*ARTICLE*
__________________________________________________

Index: linux/include/linux/seq_file.h
===================================================================
--- linux.orig/include/linux/seq_file.h 2008-01-09 21:16:29.000000000 +0100
+++ linux/include/linux/seq_file.h 2008-01-16 19:03:36.000000000 +0100
@@ -10,6 +10,7 @@ struct seq_operations;
struct file;
struct path;
struct inode;
+struct dentry;

struct seq_file {
char *buf;
@@ -43,6 +44,7 @@ int seq_printf(struct seq_file *, const
__attribute__ ((format (printf,2,3)));

int seq_path(struct seq_file *, struct path *, char *);
+int seq_dentry(struct seq_file *, struct dentry *, char *);

int single_open(struct file *, int (*)(struct seq_file *, void *), void *);
int single_release(struct inode *, struct file *);
Index: linux/fs/pnode.c
===================================================================
--- linux.orig/fs/pnode.c 2008-01-16 13:25:17.000000000 +0100
+++ linux/fs/pnode.c 2008-01-16 22:27:33.000000000 +0100
@@ -27,6 +27,41 @@ static inline struct vfsmount *next_slav
return list_entry(p->mnt_slave.next, struct vfsmount, mnt_slave);
}

+static int __peer_group_id(struct vfsmount *mnt)
+{
+ struct vfsmount *m;
+ int id = mnt->mnt_id;
+
+ for (m = next_peer(mnt); m != mnt; m = next_peer(m))
+ id = min(id, m->mnt_id);
+
+ return id;
+}
+
+/* return the smallest ID within the peer group */
+int get_peer_group_id(struct vfsmount *mnt)
+{
+ int id;
+
+ spin_lock(&vfsmount_lock);
+ id = __peer_group_id(mnt);
+ spin_unlock(&vfsmount_lock);
+
+ return id;
+}
+
+/* return the smallest ID within the master's peer group */
+int get_master_id(struct vfsmount *mnt)
+{
+ int id;
+
+ spin_lock(&vfsmount_lock);
+ id = __peer_group_id(mnt->mnt_master);
+ spin_unlock(&vfsmount_lock);
+
+ return id;
+}
+
static int do_make_slave(struct vfsmount *mnt)

__________________________________________________

*INFORMATION PROVIDED*
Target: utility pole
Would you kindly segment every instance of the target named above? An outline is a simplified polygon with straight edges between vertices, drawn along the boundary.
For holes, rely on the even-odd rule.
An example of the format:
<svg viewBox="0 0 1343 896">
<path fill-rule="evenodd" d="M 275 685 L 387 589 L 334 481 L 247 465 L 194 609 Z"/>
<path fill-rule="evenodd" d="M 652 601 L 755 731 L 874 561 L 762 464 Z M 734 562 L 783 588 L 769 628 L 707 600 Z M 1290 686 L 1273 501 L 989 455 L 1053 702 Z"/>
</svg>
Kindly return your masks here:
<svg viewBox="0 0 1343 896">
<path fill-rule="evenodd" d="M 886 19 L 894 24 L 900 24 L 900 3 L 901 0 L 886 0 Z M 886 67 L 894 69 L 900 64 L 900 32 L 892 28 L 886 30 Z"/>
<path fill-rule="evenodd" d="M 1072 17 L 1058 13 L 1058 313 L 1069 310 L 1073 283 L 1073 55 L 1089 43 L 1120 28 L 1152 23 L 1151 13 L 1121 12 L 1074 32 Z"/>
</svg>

__________________________________________________

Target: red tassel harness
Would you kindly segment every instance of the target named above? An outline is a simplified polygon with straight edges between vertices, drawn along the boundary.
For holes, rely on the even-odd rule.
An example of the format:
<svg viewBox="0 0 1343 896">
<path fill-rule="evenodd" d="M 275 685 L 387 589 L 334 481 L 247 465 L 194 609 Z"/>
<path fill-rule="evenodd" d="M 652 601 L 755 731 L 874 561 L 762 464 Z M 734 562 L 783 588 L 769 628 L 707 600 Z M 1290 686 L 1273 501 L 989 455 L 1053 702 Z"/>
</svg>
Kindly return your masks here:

__________________________________________________

*TASK REQUIREMENTS*
1. Can you write out the Linux kernel patch from "int seq_path(struct seq_file" up to and including "int __peer_group_id(struct vfsmount *mnt)"?
2. Can you extend the Linux kernel patch for seq_file.h and pnode.c from the point where it stops?

*EXPECTED RESULTS*
1.
int seq_path(struct seq_file *, struct path *, char *);
+int seq_dentry(struct seq_file *, struct dentry *, char *);

int single_open(struct file *, int (*)(struct seq_file *, void *), void *);
int single_release(struct inode *, struct file *);
Index: linux/fs/pnode.c
===================================================================
--- linux.orig/fs/pnode.c 2008-01-16 13:25:17.000000000 +0100
+++ linux/fs/pnode.c 2008-01-16 22:27:33.000000000 +0100
@@ -27,6 +27,41 @@ static inline struct vfsmount *next_slav
return list_entry(p->mnt_slave.next, struct vfsmount, mnt_slave);
}

+static int __peer_group_id(struct vfsmount *mnt)

2.
{
struct vfsmount *peer_mnt = mnt, *master = mnt->mnt_master;
Index: linux/fs/pnode.h
===================================================================
--- linux.orig/fs/pnode.h 2008-01-16 18:42:01.000000000 +0100
+++ linux/fs/pnode.h 2008-01-16 22:28:35.000000000 +0100
@@ -35,4 +35,6 @@ int propagate_mnt(struct vfsmount *, str
struct list_head *);
int propagate_umount(struct list_head *);
int propagate_mount_busy(struct vfsmount *, int);
+int get_peer_group_id(struct vfsmount *);
+int get_master_id(struct vfsmount *);
#endif /* _LINUX_PNODE_H */
Index: linux/include/linux/mount.h
===================================================================
--- linux.orig/include/linux/mount.h 2008-01-16 18:42:01.000000000 +0100
+++ linux/include/linux/mount.h 2008-01-16 21:20:04.000000000 +0100
@@ -56,6 +56,7 @@ struct vfsmount {
struct list_head mnt_slave; /* slave list entry */
struct vfsmount *mnt_master; /* slave is on master->mnt_slave_list */
struct mnt_namespace *mnt_ns; /* containing namespace */
+ int mnt_id; /* mount identifier */
/*
* We put mnt_count & mnt_expiry_mark at the end of struct vfsmount
* to let these frequently modified fields in a separate cache line


2008-01-16 22:35:29

by Andrew Morton

[permalink] [raw]
Subject: Re: [patch] VFS: extend /proc/mounts

On Wed, 16 Jan 2008 23:12:31 +0100
Miklos Szeredi <[email protected]> wrote:

> The reason, why this patch was dug up, is that if the bdi-sysfs patch
> is going to use device numbers to identify BDIs, then there should be
> a way for the user to map the device number into mount(s).
>
> But it's useful regardless of the bdi-sysfs patch.

Don't know what that is.

> Can this be added to -mm?
>
> In theory it could break userspace, but I think it's very unlikely to
> do so, because stuff is added only at the end of the lines, and
> because most programs probably parse it through the libc interface
> which is not broken by this change. Despite this, it should be tested
> on as many systems as possible.

Seems like a plain bad idea to me. There will be any number of home-made
/proc/mounts parsers and we don't know what they do.

> - for mount ID's use IRA instead of a 32bit counter, which could overflow

don't know what an IRA is.

> - print canonical ID's (smallest one within the peer group) for peers
> and master, this is more useful, than a random ID within the same namespace
> - fix a couple of small bugs
> - style fixes
>
> Signed-off-by: Ram Pai <[email protected]>
> Signed-off-by: Miklos Szeredi <[email protected]>

Both the newly-added inlines in this patch are wrong. They will result in
a larger and slower kernel. This should be very well known by now.

2008-01-16 23:20:13

by Miklos Szeredi

[permalink] [raw]
Subject: Re: [patch] VFS: extend /proc/mounts

> > The reason, why this patch was dug up, is that if the bdi-sysfs patch
> > is going to use device numbers to identify BDIs, then there should be
> > a way for the user to map the device number into mount(s).
> >
> > But it's useful regardless of the bdi-sysfs patch.
>
> Don't know what that is.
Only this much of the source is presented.